[Given data start]

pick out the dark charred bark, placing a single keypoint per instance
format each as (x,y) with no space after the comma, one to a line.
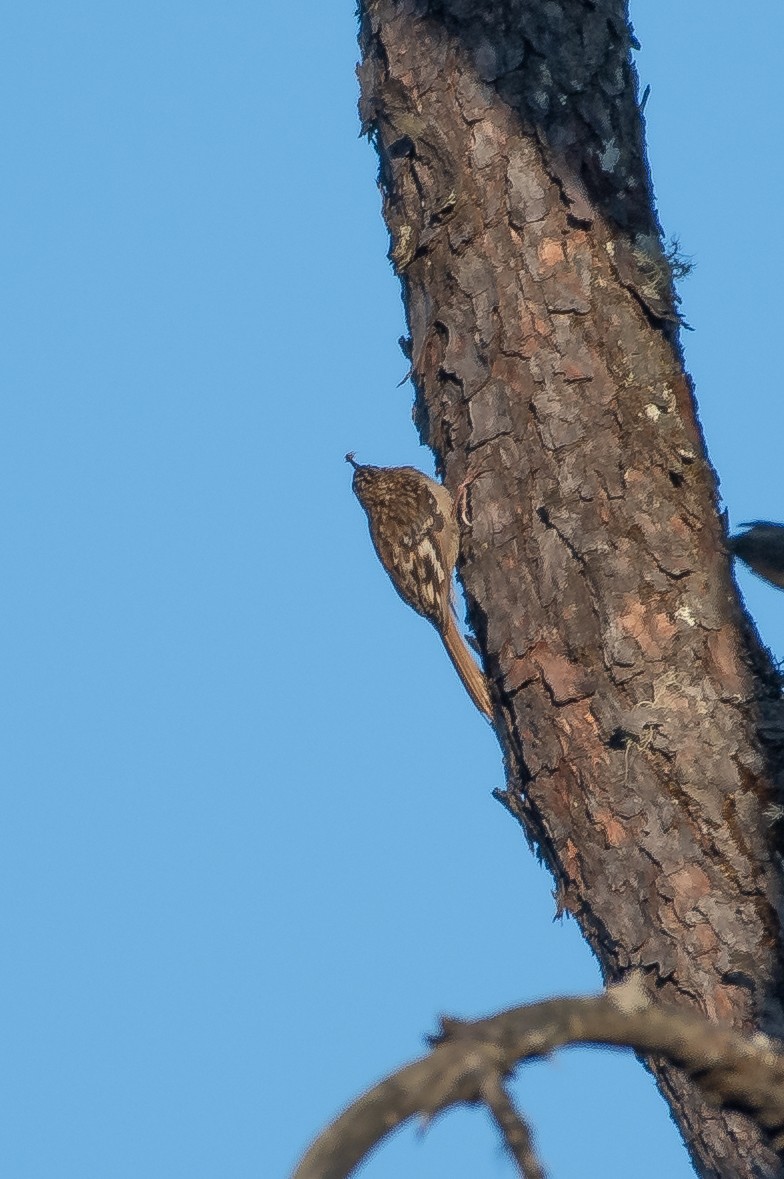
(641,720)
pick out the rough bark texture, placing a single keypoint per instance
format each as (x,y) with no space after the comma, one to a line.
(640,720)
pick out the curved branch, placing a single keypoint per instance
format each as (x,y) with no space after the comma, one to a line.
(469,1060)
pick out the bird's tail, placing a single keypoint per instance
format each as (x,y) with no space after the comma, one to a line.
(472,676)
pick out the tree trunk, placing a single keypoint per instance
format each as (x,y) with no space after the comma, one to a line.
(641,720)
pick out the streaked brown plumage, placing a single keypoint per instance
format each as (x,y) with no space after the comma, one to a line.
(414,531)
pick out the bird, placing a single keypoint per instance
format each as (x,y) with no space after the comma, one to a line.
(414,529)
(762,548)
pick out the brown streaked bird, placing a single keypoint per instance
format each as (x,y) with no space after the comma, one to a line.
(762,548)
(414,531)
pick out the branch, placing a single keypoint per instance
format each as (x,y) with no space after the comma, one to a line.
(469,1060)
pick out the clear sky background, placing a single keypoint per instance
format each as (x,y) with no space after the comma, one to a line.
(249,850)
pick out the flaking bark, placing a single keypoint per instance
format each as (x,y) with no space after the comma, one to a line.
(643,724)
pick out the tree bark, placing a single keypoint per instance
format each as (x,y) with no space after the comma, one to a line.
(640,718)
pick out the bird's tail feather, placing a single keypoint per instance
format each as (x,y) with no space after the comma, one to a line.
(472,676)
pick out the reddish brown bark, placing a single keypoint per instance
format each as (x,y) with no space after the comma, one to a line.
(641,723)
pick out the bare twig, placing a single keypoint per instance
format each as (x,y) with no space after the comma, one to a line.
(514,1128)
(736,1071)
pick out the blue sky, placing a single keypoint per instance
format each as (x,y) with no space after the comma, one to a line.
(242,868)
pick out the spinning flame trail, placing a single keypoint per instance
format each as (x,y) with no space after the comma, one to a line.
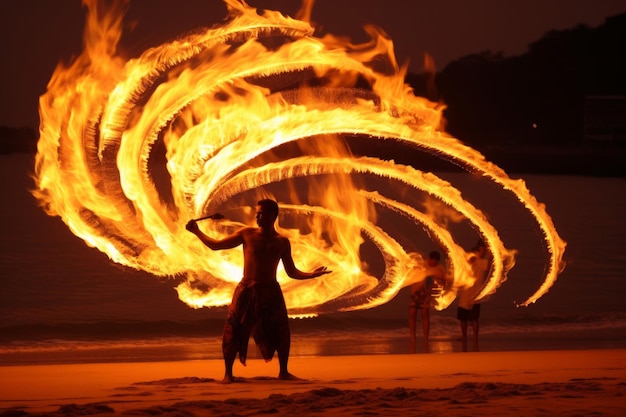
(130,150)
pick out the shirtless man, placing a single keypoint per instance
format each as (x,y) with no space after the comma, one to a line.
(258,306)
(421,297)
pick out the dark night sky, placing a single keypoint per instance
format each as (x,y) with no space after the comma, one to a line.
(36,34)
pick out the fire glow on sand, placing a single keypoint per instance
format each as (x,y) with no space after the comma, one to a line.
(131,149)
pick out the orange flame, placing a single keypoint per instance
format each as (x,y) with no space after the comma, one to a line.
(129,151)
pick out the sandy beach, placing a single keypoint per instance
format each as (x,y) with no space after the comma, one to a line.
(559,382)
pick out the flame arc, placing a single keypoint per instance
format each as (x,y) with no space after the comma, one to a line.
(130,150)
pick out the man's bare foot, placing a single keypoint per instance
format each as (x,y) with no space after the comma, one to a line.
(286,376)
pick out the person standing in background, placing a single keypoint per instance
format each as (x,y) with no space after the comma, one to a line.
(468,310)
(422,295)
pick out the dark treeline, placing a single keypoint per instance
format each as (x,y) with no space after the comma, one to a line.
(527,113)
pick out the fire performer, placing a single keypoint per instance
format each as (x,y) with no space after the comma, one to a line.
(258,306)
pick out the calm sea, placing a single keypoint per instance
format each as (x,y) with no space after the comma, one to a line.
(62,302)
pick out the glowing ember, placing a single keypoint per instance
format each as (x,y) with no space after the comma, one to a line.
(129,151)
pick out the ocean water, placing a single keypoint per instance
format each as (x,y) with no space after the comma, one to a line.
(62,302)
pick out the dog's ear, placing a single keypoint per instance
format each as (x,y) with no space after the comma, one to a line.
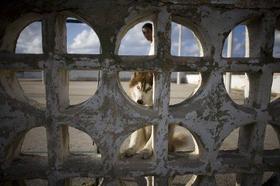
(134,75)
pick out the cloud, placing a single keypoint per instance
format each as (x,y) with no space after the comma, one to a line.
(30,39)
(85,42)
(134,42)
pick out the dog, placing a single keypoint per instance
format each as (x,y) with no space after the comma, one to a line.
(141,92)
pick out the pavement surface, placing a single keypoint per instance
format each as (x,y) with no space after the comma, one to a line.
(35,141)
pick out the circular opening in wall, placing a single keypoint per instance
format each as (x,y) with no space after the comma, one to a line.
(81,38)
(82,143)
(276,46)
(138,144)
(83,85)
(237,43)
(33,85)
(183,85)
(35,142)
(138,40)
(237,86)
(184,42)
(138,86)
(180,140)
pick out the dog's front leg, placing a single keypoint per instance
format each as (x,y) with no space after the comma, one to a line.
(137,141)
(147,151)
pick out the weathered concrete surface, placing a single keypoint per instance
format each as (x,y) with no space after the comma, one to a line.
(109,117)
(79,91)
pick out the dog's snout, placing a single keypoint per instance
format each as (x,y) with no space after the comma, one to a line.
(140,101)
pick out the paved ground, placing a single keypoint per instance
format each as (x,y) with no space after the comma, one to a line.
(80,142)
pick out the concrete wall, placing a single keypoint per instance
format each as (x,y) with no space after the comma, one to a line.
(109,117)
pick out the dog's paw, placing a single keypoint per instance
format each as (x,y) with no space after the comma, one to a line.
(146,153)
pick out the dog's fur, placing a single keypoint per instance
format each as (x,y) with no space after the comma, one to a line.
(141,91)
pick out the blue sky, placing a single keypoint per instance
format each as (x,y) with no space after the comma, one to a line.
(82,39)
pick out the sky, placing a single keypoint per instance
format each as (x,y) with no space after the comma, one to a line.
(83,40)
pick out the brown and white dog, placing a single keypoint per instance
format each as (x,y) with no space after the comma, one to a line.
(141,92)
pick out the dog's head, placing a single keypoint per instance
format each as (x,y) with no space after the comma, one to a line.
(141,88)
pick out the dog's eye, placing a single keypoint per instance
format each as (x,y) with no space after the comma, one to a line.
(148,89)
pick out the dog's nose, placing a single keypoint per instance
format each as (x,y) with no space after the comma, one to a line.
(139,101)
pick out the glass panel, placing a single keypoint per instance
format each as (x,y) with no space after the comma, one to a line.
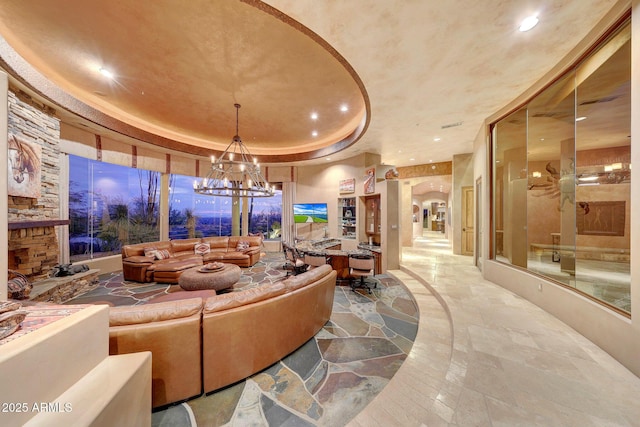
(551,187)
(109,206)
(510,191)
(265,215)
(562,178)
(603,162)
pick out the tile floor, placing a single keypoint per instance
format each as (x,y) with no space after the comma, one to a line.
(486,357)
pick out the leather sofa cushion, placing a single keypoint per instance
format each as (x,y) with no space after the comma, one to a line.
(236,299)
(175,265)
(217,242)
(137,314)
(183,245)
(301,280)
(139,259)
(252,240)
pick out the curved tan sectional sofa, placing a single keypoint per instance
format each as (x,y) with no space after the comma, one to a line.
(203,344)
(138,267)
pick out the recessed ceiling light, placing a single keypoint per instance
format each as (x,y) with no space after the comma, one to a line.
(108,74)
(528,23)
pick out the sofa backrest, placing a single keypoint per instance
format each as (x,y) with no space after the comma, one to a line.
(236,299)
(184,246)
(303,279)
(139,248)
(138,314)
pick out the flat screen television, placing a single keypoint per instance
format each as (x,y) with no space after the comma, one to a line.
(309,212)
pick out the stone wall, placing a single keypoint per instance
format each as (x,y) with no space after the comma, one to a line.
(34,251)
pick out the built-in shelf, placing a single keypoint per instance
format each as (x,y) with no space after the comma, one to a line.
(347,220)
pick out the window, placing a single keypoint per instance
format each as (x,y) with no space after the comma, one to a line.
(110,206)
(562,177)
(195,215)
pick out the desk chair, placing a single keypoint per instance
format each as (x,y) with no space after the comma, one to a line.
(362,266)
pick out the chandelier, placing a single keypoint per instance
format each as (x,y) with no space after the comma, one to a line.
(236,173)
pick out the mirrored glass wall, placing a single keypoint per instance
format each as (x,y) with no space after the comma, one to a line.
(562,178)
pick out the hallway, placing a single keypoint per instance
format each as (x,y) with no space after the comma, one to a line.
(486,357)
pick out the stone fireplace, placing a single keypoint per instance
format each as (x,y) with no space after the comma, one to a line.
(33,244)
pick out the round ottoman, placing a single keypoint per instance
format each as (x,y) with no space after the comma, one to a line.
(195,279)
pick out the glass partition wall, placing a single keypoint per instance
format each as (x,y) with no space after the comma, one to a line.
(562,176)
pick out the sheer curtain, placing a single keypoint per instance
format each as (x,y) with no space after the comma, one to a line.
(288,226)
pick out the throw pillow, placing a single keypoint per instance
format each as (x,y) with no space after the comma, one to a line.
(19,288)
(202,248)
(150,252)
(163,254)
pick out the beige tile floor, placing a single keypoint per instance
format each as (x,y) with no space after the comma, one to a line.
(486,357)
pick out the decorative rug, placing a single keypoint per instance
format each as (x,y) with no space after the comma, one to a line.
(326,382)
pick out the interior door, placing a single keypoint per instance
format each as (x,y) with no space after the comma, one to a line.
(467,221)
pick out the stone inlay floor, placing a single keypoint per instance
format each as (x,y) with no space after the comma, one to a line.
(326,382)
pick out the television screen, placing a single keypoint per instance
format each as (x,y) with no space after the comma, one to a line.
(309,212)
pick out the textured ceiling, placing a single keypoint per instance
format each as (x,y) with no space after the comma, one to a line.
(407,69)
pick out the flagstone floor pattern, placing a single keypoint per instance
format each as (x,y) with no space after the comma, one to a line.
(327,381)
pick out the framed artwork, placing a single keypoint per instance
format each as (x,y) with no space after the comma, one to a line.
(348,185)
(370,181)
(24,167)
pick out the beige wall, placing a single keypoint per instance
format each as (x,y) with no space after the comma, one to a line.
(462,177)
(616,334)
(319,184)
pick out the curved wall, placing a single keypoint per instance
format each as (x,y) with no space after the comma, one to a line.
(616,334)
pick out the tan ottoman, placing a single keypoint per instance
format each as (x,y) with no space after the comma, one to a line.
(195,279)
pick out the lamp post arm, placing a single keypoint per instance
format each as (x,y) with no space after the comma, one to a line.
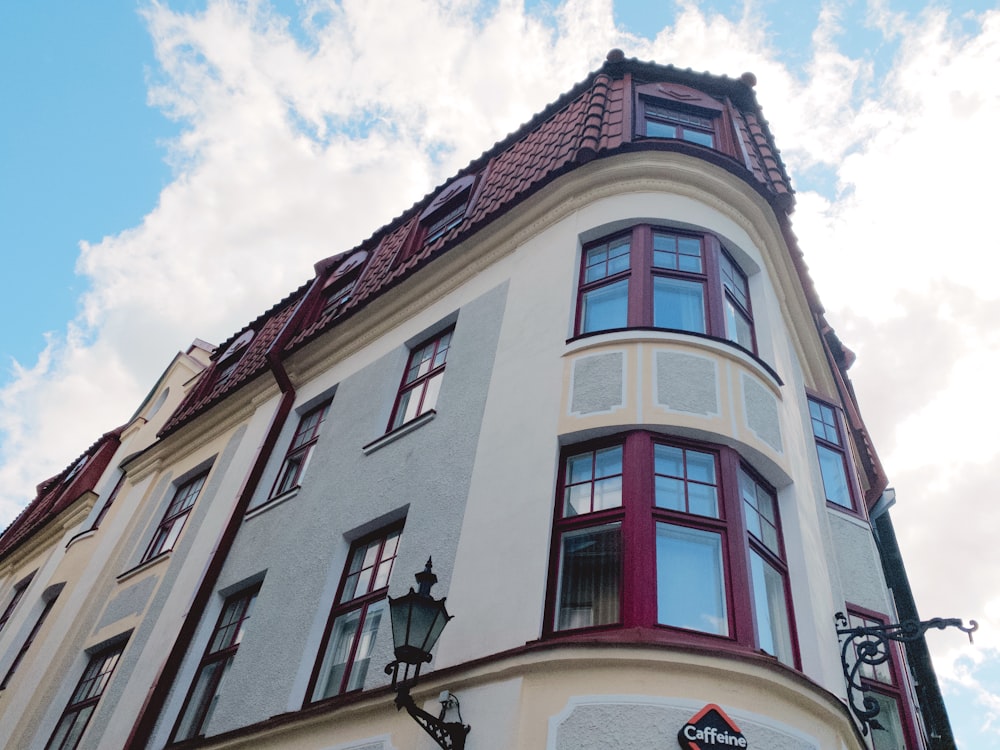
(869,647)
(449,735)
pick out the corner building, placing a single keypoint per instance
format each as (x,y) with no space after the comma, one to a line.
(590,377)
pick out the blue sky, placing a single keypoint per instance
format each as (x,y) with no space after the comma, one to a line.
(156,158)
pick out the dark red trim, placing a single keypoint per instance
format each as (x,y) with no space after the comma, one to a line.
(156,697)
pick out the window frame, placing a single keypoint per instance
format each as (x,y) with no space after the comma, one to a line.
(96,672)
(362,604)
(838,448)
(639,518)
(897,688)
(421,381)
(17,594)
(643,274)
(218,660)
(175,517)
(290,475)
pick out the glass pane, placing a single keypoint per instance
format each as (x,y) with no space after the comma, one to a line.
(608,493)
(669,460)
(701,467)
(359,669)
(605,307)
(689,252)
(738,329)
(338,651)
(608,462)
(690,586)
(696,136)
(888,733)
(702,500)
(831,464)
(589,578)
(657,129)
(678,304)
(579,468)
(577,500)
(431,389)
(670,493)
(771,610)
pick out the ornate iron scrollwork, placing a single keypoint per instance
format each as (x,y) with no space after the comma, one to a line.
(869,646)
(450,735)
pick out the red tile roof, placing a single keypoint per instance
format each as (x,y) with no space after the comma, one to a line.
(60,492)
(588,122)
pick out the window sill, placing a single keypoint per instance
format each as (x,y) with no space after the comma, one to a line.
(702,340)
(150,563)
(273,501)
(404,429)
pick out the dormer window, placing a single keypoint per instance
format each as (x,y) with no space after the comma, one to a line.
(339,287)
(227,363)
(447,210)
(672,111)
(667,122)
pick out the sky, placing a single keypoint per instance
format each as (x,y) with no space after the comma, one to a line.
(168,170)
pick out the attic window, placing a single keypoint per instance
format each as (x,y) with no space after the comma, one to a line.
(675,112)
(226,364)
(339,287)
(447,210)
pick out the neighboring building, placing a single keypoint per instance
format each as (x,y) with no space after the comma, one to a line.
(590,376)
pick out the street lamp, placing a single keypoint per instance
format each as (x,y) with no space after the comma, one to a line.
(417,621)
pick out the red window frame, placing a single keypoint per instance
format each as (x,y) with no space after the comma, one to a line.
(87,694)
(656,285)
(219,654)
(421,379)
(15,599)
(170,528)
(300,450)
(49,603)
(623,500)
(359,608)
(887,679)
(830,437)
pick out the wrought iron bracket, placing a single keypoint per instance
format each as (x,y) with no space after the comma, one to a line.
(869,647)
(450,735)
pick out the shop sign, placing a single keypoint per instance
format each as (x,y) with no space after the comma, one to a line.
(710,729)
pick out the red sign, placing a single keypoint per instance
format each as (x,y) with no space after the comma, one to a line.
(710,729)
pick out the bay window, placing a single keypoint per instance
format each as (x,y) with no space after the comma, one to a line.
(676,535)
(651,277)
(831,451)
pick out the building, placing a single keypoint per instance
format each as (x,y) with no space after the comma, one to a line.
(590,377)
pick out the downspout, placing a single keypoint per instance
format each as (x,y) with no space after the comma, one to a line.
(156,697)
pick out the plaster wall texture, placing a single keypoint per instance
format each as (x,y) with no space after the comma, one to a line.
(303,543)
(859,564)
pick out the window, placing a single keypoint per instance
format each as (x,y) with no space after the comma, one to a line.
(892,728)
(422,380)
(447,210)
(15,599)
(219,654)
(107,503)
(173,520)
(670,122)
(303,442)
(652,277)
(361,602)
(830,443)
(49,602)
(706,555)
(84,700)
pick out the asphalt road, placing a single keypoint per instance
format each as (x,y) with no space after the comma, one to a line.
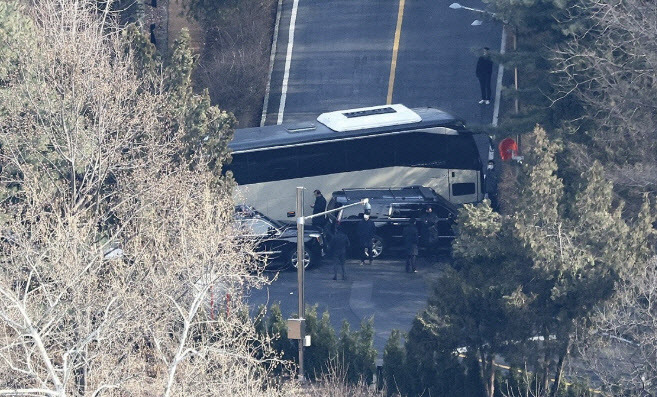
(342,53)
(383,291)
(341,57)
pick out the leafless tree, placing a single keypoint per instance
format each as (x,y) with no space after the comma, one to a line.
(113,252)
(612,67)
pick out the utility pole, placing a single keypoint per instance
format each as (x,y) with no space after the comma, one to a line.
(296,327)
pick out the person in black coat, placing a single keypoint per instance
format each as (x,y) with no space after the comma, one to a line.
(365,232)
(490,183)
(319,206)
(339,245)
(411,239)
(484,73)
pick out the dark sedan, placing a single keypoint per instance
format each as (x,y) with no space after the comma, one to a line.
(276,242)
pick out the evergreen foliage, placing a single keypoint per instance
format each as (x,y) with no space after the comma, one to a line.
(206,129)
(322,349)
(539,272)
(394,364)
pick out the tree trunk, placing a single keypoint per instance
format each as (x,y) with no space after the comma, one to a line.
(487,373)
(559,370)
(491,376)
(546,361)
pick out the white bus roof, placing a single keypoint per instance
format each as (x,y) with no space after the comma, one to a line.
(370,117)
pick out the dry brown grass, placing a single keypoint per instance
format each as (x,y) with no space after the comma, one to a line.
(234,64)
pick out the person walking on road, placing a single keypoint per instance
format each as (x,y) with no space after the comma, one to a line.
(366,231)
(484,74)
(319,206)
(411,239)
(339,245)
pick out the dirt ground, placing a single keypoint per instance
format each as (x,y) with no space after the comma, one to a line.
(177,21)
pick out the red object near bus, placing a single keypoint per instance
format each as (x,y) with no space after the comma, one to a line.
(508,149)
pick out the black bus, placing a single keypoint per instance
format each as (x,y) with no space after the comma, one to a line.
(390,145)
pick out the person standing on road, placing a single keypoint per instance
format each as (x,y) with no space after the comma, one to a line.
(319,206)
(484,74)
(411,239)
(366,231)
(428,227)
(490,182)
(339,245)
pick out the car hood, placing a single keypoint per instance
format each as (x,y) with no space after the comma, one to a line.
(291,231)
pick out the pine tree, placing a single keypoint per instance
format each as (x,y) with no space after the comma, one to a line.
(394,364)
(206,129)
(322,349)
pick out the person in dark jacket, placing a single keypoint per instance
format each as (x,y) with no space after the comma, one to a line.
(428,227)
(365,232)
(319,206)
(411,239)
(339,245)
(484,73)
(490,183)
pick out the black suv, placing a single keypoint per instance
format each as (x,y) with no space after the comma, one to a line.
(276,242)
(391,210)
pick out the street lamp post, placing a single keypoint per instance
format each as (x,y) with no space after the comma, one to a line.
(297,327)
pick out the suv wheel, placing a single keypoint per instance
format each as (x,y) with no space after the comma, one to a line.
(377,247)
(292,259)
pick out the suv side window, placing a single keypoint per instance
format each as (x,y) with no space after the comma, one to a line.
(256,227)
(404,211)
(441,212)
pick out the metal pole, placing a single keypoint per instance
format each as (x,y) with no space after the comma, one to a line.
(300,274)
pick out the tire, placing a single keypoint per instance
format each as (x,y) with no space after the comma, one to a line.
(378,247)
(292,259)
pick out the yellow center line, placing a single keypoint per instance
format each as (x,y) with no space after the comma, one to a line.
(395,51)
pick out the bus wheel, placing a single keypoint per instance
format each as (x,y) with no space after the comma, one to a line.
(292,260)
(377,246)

[Given data end]

_Description of the task_: Take the line that contains "pick out the pine" and each line after it down to the last of the records, and retype them exactly; add nothing else.

_Solution to the exercise_:
pick out the pine tree, placing a single keypoint per instance
format each as (x,y) with no space after the comma, one to a line.
(394,364)
(206,129)
(322,349)
pick out the person in dark jacket, placing a single keypoint per instance
format each as (x,y) with no space after the comma, one to a line.
(428,227)
(365,232)
(319,206)
(411,239)
(339,245)
(484,73)
(490,183)
pick out the black suv, placing a single keypoint per instance
format each as (x,y) with no space after the comma, one to a line.
(276,242)
(391,210)
pick out the street lamp post, placing a single keypoint per instance
format each as (x,y) with no space after the comma, one to a line.
(297,327)
pick out the suv wheel, placing a single keypoint per instance
format each as (x,y) with no space after the comma, one to a line.
(377,247)
(292,259)
pick out the suv side window, placing a single keypoint per instance
format each as (x,y) with no space after the comma, one to a line.
(256,227)
(404,211)
(441,212)
pick out the metal pole, placing a single keypoint per instance
format each as (x,y) with no space after the comma, one to a line.
(300,274)
pick out the tire, placing a single keypoint per instance
format each as (x,y) with no space after the comma, one to a line.
(378,247)
(292,259)
pick out the yellow center line, placing a single keypoint per instance
format each as (x,y) with no space after the comma, one to a line.
(395,51)
pick out the bus wheel, placing a single keypoint per instance
format each as (x,y) with no space after the comma, one to a line.
(292,260)
(377,246)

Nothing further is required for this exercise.